(Dataset excerpts Opens)

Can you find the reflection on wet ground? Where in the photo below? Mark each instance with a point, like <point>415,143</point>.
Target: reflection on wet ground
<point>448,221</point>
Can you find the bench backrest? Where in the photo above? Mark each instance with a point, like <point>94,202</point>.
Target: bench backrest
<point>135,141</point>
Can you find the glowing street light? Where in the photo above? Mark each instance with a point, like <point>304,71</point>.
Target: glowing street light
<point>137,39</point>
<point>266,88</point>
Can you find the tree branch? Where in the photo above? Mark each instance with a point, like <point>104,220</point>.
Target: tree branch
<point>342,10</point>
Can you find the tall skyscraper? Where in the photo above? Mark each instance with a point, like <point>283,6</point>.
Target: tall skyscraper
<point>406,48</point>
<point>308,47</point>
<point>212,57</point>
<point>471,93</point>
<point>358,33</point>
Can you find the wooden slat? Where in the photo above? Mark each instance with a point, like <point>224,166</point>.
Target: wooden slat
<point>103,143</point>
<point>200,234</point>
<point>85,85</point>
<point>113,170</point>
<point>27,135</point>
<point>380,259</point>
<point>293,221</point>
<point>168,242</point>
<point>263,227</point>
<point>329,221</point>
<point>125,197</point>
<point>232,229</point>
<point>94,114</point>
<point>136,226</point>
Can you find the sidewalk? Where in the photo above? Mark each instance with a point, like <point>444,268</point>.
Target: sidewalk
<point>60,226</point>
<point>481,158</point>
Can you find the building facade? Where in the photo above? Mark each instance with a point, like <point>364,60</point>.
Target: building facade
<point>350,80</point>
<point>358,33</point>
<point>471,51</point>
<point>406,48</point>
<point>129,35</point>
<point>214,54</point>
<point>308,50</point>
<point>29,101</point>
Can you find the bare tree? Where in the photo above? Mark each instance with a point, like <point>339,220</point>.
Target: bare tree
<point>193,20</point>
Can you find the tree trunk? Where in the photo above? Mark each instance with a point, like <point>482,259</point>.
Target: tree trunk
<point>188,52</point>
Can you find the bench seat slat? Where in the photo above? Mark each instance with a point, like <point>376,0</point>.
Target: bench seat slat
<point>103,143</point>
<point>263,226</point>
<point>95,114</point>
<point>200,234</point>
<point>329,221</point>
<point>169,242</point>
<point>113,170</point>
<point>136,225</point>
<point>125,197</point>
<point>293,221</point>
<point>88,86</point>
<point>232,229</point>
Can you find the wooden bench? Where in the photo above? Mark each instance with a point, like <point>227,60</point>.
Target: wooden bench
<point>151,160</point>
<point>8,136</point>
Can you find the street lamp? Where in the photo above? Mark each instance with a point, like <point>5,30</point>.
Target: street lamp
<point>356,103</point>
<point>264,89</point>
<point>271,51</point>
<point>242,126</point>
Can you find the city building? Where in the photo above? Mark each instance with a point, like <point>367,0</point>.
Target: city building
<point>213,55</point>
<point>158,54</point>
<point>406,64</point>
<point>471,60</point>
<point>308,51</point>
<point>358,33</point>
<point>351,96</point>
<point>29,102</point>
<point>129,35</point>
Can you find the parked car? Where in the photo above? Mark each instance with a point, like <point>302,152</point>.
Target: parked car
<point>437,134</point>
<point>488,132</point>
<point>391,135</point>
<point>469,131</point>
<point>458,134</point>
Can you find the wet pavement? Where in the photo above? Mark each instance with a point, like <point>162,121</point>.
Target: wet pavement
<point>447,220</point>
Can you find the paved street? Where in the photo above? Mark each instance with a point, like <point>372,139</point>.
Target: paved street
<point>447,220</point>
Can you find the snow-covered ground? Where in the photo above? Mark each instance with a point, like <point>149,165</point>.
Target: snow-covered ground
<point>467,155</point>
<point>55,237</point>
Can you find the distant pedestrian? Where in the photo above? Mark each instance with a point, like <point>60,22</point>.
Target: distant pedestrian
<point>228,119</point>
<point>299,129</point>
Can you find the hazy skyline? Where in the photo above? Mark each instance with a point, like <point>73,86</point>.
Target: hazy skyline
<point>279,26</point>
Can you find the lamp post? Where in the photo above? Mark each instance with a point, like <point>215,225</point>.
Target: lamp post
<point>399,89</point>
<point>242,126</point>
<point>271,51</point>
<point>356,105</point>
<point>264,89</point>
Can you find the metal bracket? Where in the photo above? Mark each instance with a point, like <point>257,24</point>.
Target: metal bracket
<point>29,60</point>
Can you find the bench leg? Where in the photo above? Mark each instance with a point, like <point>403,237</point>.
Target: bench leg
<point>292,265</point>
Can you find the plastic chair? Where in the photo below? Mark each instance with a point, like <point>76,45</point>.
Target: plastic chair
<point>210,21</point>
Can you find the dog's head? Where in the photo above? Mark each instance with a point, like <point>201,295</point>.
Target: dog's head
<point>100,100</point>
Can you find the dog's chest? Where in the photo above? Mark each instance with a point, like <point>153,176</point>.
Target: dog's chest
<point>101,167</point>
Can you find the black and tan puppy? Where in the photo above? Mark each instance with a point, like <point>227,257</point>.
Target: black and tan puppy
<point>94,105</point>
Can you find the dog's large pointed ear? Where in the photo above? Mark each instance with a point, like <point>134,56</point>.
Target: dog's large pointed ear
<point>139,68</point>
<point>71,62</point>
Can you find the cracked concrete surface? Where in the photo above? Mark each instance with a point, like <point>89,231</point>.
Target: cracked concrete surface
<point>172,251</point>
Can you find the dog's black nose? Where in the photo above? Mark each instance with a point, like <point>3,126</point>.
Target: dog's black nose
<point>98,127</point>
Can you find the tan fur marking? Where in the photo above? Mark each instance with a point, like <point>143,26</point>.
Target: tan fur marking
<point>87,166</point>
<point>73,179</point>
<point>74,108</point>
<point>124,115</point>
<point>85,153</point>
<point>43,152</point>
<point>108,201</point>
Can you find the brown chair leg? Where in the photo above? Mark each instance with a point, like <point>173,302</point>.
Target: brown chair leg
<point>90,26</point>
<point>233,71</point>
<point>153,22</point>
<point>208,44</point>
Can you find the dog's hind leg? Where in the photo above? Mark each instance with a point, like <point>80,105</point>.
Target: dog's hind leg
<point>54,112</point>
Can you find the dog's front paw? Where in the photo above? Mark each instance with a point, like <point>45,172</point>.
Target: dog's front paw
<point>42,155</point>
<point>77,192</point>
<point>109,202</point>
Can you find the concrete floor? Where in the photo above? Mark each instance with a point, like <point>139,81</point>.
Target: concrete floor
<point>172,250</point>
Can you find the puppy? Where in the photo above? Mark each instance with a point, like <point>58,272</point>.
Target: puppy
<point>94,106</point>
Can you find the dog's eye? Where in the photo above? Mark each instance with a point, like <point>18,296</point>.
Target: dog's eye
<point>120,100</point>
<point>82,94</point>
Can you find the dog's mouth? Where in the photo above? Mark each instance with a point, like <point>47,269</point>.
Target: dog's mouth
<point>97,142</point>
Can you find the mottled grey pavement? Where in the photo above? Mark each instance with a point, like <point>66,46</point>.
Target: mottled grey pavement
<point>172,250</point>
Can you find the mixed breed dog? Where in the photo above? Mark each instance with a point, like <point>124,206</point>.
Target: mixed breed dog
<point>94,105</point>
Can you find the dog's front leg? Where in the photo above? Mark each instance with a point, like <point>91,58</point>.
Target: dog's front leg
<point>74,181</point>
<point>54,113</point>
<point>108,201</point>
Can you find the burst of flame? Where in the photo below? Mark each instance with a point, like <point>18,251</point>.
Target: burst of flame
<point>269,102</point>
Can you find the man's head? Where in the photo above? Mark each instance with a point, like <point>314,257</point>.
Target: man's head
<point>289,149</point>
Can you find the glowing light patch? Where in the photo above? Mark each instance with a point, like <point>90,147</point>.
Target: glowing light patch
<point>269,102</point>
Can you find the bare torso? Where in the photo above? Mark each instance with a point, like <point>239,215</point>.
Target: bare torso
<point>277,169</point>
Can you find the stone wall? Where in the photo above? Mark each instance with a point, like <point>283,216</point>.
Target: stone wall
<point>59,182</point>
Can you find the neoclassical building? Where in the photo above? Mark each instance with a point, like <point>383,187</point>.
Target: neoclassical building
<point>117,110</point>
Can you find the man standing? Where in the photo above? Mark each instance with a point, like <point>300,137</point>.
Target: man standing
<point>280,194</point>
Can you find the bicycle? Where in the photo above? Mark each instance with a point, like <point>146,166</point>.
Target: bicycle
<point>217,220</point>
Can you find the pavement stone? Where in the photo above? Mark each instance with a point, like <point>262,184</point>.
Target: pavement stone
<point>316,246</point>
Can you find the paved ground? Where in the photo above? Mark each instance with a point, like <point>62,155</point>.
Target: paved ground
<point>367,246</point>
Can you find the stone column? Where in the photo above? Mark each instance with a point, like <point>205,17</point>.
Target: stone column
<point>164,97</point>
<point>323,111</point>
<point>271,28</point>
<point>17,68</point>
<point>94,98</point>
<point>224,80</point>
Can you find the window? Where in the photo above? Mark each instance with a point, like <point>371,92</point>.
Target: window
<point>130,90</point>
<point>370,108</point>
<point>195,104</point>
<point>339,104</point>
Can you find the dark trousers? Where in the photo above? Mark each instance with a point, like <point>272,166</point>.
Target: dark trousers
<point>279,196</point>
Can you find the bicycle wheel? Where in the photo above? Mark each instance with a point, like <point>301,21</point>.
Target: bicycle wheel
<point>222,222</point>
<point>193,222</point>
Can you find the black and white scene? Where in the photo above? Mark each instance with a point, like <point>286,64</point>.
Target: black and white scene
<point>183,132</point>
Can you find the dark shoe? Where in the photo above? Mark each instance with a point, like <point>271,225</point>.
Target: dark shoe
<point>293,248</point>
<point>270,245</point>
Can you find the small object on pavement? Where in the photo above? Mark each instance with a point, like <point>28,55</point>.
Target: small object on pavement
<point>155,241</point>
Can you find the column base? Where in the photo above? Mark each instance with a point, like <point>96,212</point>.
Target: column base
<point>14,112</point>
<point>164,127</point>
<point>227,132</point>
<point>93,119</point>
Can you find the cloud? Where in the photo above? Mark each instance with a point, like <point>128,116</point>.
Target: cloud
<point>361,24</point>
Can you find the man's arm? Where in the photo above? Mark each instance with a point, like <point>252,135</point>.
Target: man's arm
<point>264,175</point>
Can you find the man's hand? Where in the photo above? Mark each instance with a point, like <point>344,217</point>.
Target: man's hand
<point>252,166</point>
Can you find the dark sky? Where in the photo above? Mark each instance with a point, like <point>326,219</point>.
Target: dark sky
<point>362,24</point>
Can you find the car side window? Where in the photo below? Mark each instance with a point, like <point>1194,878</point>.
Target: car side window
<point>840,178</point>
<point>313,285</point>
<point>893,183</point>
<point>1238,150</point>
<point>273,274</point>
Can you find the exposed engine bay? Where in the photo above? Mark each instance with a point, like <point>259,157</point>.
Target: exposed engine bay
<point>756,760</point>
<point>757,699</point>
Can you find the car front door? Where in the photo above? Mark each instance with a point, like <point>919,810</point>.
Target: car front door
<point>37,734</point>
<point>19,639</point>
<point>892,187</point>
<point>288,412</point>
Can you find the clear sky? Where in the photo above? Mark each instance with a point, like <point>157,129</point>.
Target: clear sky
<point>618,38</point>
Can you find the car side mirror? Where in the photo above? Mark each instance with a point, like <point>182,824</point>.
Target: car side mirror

(Dataset excerpts Closes)

▸ **Exercise requirements**:
Please copy each line of the entries in which the word "mirror" shows up.

▸ **Response to the exercise**:
Can you find the car side mirror? Where in the photo above? Mark each instance with a point, like <point>182,824</point>.
Target: car side mirror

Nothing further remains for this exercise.